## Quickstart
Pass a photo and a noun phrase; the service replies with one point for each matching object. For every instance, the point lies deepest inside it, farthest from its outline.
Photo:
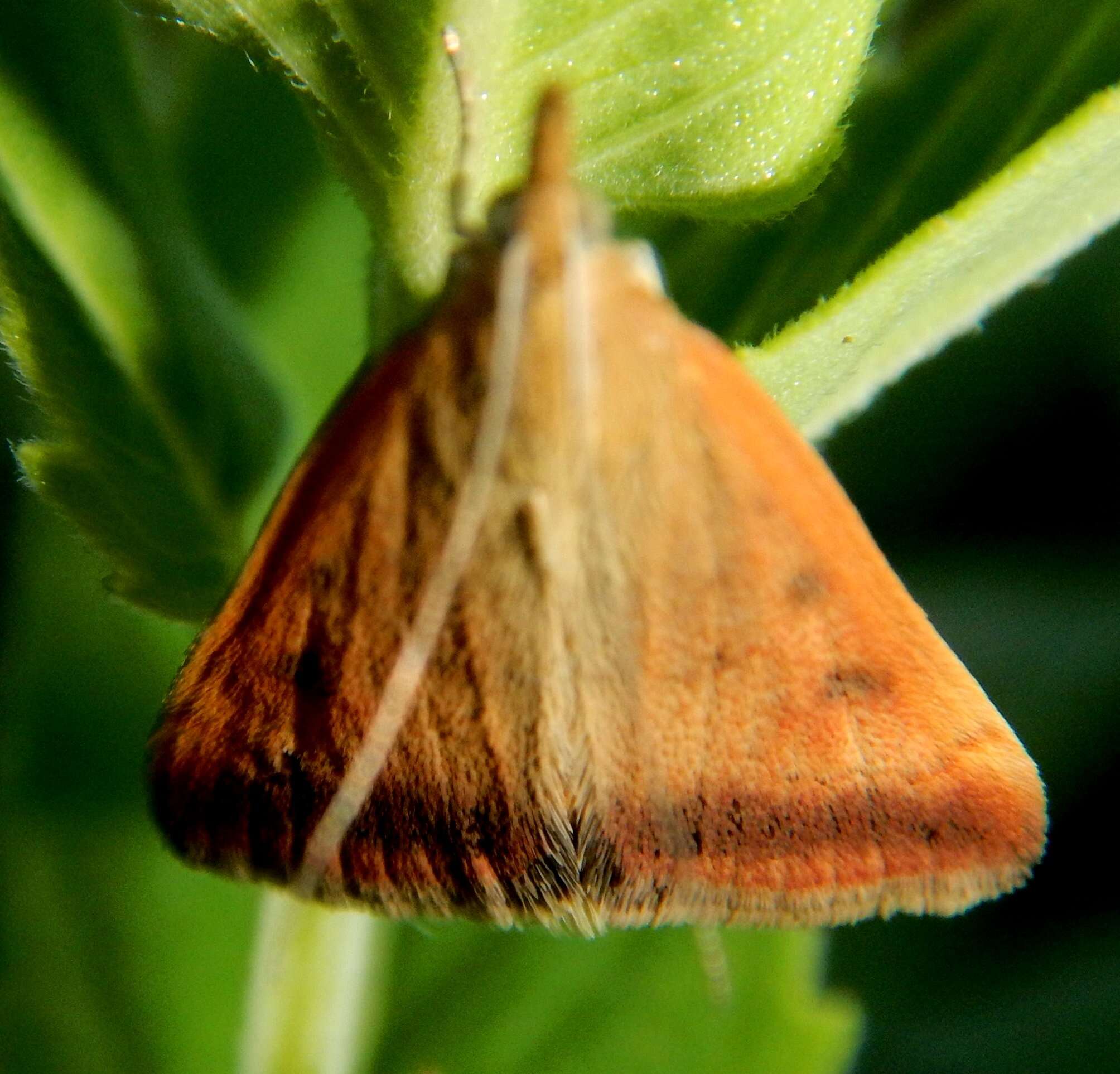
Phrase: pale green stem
(316, 971)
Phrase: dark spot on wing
(311, 676)
(805, 587)
(854, 681)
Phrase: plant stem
(310, 1007)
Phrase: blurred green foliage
(988, 476)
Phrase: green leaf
(941, 110)
(161, 427)
(640, 998)
(1050, 202)
(544, 998)
(709, 108)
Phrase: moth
(559, 620)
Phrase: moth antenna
(715, 965)
(419, 642)
(465, 90)
(583, 364)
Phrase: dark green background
(989, 477)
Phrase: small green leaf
(1050, 202)
(160, 424)
(940, 112)
(709, 108)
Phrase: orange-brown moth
(654, 667)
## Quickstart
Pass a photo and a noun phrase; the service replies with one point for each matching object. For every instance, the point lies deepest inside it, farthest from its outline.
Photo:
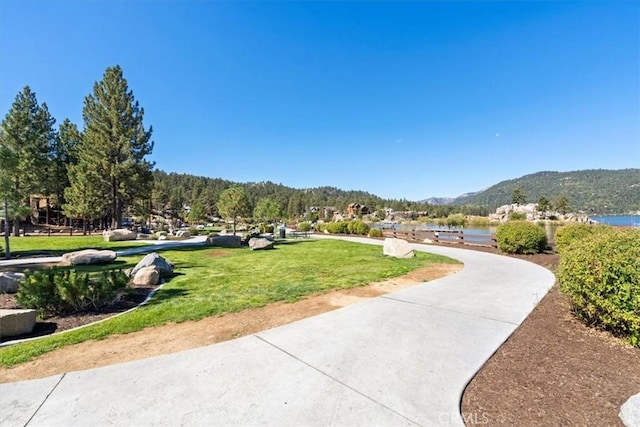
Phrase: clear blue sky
(400, 99)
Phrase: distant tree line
(97, 173)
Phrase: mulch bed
(135, 295)
(554, 370)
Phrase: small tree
(85, 196)
(233, 203)
(562, 204)
(267, 210)
(197, 213)
(518, 196)
(543, 204)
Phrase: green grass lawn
(213, 281)
(58, 245)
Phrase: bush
(521, 237)
(338, 227)
(304, 226)
(358, 227)
(568, 234)
(375, 232)
(517, 216)
(601, 277)
(266, 228)
(56, 291)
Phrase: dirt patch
(182, 336)
(554, 370)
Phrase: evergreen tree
(63, 154)
(116, 144)
(518, 196)
(25, 136)
(267, 210)
(562, 204)
(85, 194)
(233, 203)
(543, 204)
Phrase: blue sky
(400, 99)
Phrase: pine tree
(63, 154)
(233, 203)
(85, 194)
(25, 136)
(116, 144)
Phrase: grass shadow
(166, 294)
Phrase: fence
(444, 236)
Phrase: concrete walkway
(400, 359)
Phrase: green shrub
(517, 216)
(568, 234)
(338, 227)
(304, 226)
(375, 232)
(521, 237)
(56, 291)
(358, 227)
(601, 277)
(266, 228)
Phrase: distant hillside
(590, 191)
(438, 201)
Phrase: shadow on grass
(166, 294)
(59, 252)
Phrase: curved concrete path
(399, 359)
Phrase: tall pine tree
(25, 136)
(62, 154)
(115, 144)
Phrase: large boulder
(183, 234)
(397, 248)
(630, 411)
(88, 256)
(165, 268)
(16, 322)
(9, 281)
(119, 234)
(147, 276)
(256, 243)
(226, 241)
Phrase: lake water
(618, 220)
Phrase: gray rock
(397, 248)
(9, 282)
(16, 322)
(165, 268)
(88, 256)
(119, 234)
(226, 241)
(630, 411)
(147, 276)
(256, 243)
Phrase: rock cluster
(150, 270)
(397, 248)
(88, 256)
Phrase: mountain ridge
(589, 190)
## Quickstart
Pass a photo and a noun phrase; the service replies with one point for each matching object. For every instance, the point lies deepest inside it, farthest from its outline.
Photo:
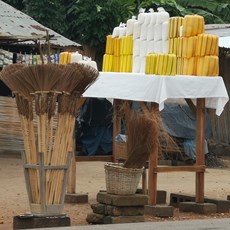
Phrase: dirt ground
(90, 179)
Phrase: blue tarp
(96, 131)
(180, 122)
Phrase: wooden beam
(153, 162)
(94, 158)
(200, 136)
(191, 105)
(194, 168)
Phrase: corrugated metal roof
(222, 30)
(15, 23)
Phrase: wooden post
(153, 163)
(71, 186)
(116, 125)
(200, 136)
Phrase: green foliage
(48, 12)
(213, 11)
(91, 20)
(18, 4)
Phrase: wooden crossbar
(194, 168)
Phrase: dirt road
(90, 179)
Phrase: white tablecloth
(152, 88)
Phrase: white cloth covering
(144, 30)
(136, 30)
(143, 48)
(136, 47)
(158, 46)
(165, 47)
(157, 32)
(152, 88)
(150, 32)
(136, 64)
(150, 47)
(165, 31)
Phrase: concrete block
(94, 218)
(201, 208)
(159, 210)
(29, 222)
(109, 210)
(98, 208)
(123, 219)
(165, 162)
(122, 200)
(176, 199)
(124, 211)
(161, 195)
(223, 206)
(76, 198)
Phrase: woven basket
(121, 181)
(121, 151)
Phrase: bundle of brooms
(143, 131)
(45, 92)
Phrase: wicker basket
(121, 181)
(121, 151)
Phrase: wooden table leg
(71, 186)
(200, 136)
(153, 163)
(116, 126)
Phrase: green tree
(91, 20)
(214, 11)
(50, 13)
(18, 4)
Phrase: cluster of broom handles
(54, 138)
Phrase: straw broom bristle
(143, 132)
(77, 77)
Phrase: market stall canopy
(222, 30)
(16, 26)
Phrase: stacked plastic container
(119, 49)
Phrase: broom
(26, 81)
(143, 132)
(43, 83)
(80, 78)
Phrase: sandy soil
(90, 179)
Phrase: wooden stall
(206, 92)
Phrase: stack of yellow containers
(126, 51)
(161, 64)
(192, 26)
(109, 53)
(174, 32)
(118, 54)
(207, 55)
(65, 58)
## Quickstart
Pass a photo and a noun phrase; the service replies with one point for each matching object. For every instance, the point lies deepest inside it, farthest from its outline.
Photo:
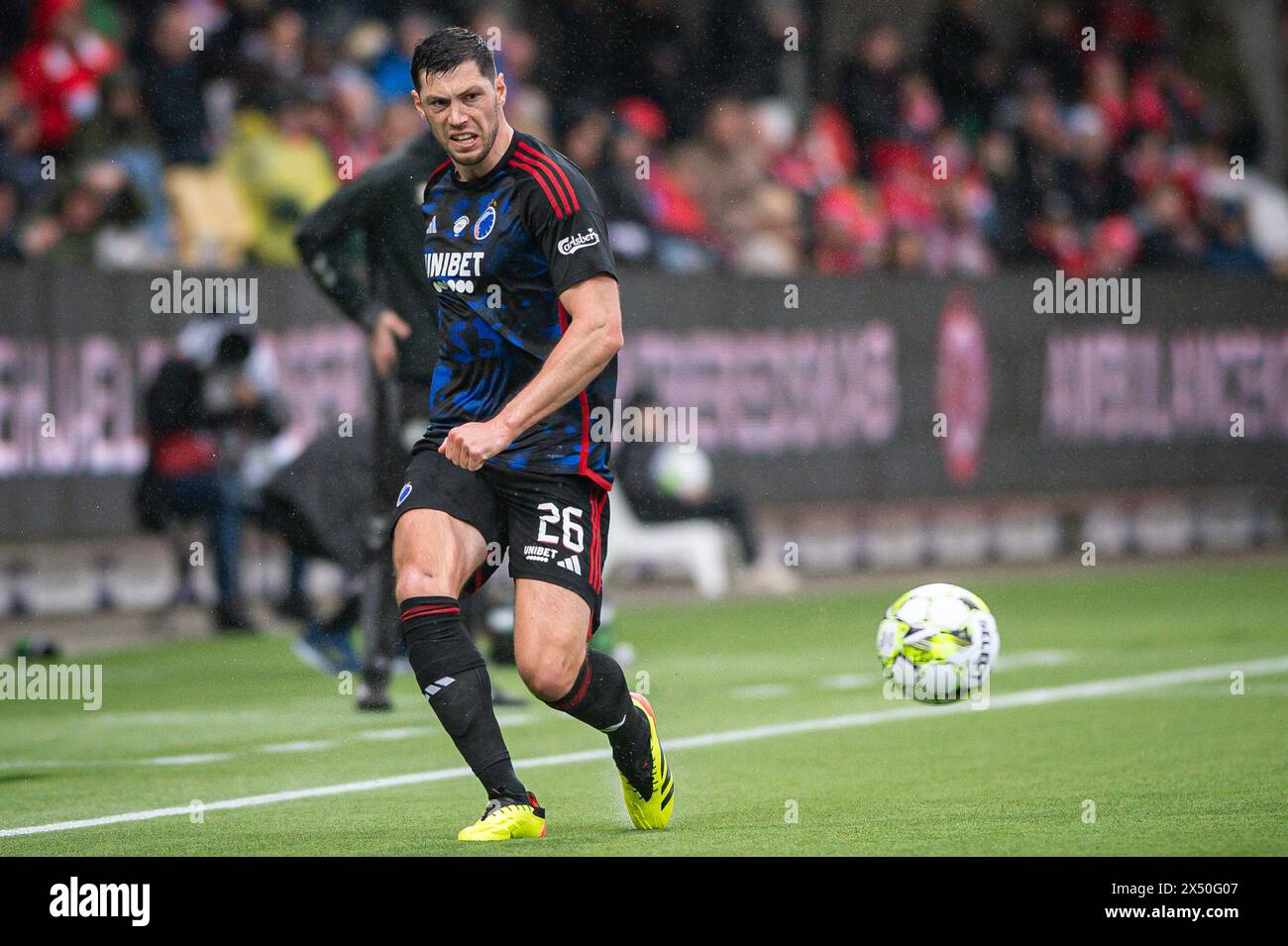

Opis zadania
Wypisz ponownie wszystkie powyższe rekordy wiersz po wierszu, bez żadnych zmian. Obrazy pomiń w odpowiedzi.

Odpowiedź
## Quickstart
Pass a photo and a noun phrase; the service replies with one point for each matching object. For every instance, the point lies deepest inside it, farthest from its outline.
Photo:
Phrase: pale green stem
(316, 971)
Phrase: dark spot on wing
(311, 676)
(805, 587)
(854, 681)
Phrase: plant stem
(310, 1007)
Phrase: blurred green foliage
(988, 476)
Phrase: green leaf
(941, 110)
(161, 427)
(640, 998)
(1050, 202)
(544, 998)
(709, 108)
Phrase: moth
(559, 620)
Phrase: moth antenna
(715, 965)
(419, 642)
(465, 90)
(583, 364)
Phrase: dark green background
(989, 477)
Phrase: small green leaf
(1050, 202)
(160, 424)
(940, 112)
(709, 108)
Phrase: orange-brown moth
(654, 667)
## Quickstart
Pass a photo and a noun phrase; the service replies with one point for each matching object. For every instance, the point lies deepest inside it, farthest from its outline.
Photo:
Phrase: clear blue sky
(400, 99)
Phrase: distant tree line
(97, 173)
Phrase: mulch bed
(135, 295)
(554, 370)
Phrase: small tree
(85, 196)
(233, 203)
(562, 204)
(267, 210)
(197, 213)
(518, 196)
(543, 204)
Phrase: green grass lawn
(213, 281)
(58, 245)
Phrase: bush
(521, 237)
(338, 227)
(304, 226)
(358, 227)
(568, 234)
(375, 232)
(517, 216)
(601, 277)
(266, 228)
(56, 291)
Phrase: dirt patch
(182, 336)
(554, 370)
Phrase: evergreen tree
(63, 154)
(116, 144)
(518, 196)
(25, 136)
(267, 210)
(562, 204)
(85, 194)
(233, 203)
(543, 204)
Phrase: blue sky
(400, 99)
Phrase: pine tree
(63, 154)
(233, 203)
(85, 194)
(25, 136)
(116, 144)
Phrase: grass shadow
(166, 294)
Phrase: fence
(444, 236)
Phrase: concrete walkway
(400, 359)
Phrase: green shrub
(517, 216)
(568, 234)
(338, 227)
(304, 226)
(375, 232)
(521, 237)
(56, 291)
(358, 227)
(601, 277)
(266, 228)
Phrase: distant hillside
(590, 191)
(438, 201)
Phrase: shadow on grass
(166, 294)
(59, 252)
Phrase: curved concrete path
(399, 359)
Phrase: tall pine tree
(25, 136)
(62, 154)
(115, 144)
Phrase: large boulder
(183, 234)
(397, 248)
(630, 411)
(88, 256)
(165, 268)
(16, 322)
(9, 281)
(119, 234)
(147, 276)
(256, 243)
(226, 241)
Phrase: lake water
(618, 220)
Phrase: gray rock
(397, 248)
(9, 282)
(16, 322)
(165, 268)
(88, 256)
(119, 234)
(226, 241)
(630, 411)
(147, 276)
(256, 243)
Phrase: rock cluster
(150, 270)
(397, 248)
(88, 256)
Phrase: mountain ridge
(589, 190)
## Quickstart
Pass a photo and a noun phrase; the service replies with one point for each matching object. For every instance, the point lies deepest inside it, farthest from its outline.
Photo:
Phrase: dirt ground
(90, 179)
Phrase: blue tarp
(96, 131)
(180, 122)
Phrase: wooden beam
(153, 162)
(94, 158)
(200, 136)
(191, 105)
(194, 168)
Phrase: corrugated metal roof
(222, 30)
(15, 23)
Phrase: wooden post
(153, 163)
(71, 186)
(116, 125)
(200, 136)
Phrase: green foliage
(48, 12)
(213, 11)
(91, 20)
(18, 4)
Phrase: wooden crossbar
(194, 168)
Phrase: dirt road
(90, 179)
Phrase: white tablecloth
(152, 88)
Phrase: white cloth covering
(144, 30)
(136, 30)
(143, 48)
(136, 47)
(158, 46)
(165, 47)
(157, 32)
(152, 88)
(150, 32)
(136, 64)
(150, 47)
(165, 31)
Phrase: concrete block
(94, 218)
(201, 208)
(159, 210)
(29, 222)
(109, 210)
(98, 208)
(123, 219)
(165, 162)
(122, 200)
(176, 199)
(124, 211)
(161, 195)
(223, 206)
(76, 198)
Phrase: woven basket
(121, 181)
(121, 151)
Phrase: bundle of brooms
(143, 131)
(45, 92)
Phrase: wicker basket
(121, 181)
(121, 151)
Phrase: wooden table leg
(71, 186)
(200, 136)
(153, 163)
(116, 126)
Phrase: green tree
(91, 20)
(214, 11)
(50, 13)
(18, 4)
Phrase: cluster of broom handles
(54, 138)
Phrase: straw broom bristle
(143, 132)
(77, 77)
Phrase: market stall canopy
(222, 30)
(16, 26)
Phrase: stacked plastic container
(119, 49)
Phrase: broom
(26, 81)
(143, 132)
(43, 83)
(80, 78)
Phrase: sandy soil
(90, 179)
Phrase: wooden stall
(206, 92)
Phrase: stack of yellow containers
(126, 51)
(161, 64)
(192, 26)
(109, 53)
(174, 32)
(118, 54)
(207, 55)
(65, 58)
## Quickstart
Pass a photo and a noun phrase; the service replies with one point for each matching object. For every instance, the point lies deepest inside it, farthest from its outline.
Photo:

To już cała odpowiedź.